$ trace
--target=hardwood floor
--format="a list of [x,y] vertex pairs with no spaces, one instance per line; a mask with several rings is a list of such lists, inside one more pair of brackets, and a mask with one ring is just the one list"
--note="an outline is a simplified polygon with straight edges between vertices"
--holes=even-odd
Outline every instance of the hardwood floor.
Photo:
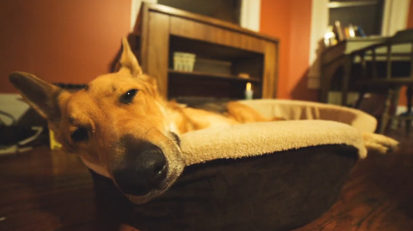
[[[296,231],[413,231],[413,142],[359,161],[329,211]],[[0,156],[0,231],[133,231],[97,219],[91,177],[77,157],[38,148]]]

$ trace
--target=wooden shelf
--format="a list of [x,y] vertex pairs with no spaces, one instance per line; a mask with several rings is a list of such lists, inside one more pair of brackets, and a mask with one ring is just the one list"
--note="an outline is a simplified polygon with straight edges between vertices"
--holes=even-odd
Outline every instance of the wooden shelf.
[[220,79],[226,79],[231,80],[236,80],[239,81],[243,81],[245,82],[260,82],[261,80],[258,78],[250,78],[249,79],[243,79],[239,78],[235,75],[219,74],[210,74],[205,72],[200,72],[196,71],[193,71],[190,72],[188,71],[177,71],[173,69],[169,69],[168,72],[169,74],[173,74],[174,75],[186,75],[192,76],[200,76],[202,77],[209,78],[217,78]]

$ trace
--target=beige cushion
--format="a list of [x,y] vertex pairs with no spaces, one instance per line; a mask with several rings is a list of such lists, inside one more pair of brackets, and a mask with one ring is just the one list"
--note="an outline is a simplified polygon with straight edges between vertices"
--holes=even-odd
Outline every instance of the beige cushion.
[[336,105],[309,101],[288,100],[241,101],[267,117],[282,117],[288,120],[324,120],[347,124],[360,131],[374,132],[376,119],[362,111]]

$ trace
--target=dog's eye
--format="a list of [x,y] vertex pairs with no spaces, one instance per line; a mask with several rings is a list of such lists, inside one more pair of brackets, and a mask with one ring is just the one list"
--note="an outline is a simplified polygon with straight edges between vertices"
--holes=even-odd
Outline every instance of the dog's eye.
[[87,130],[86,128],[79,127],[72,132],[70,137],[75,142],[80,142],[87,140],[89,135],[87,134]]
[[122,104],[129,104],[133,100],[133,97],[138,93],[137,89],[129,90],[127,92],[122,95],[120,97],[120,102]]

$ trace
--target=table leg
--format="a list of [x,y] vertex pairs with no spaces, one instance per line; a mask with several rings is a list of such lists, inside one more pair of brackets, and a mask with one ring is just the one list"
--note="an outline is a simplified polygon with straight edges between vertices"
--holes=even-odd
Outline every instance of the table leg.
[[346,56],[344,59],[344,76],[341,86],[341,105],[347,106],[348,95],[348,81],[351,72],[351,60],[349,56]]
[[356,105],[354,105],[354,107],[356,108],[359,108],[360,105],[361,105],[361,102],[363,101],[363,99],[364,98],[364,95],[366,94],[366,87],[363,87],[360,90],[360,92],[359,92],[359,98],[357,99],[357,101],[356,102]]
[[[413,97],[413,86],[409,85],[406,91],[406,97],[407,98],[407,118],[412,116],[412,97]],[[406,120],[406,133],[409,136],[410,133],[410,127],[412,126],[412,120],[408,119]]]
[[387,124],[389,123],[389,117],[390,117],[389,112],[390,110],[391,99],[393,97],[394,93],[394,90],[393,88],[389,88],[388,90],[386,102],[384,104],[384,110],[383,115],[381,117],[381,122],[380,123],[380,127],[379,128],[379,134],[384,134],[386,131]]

============================================================

Copy out, in full, each line of the items above that contains the word "wooden".

--target=wooden shelf
Outline every instance of the wooden shelf.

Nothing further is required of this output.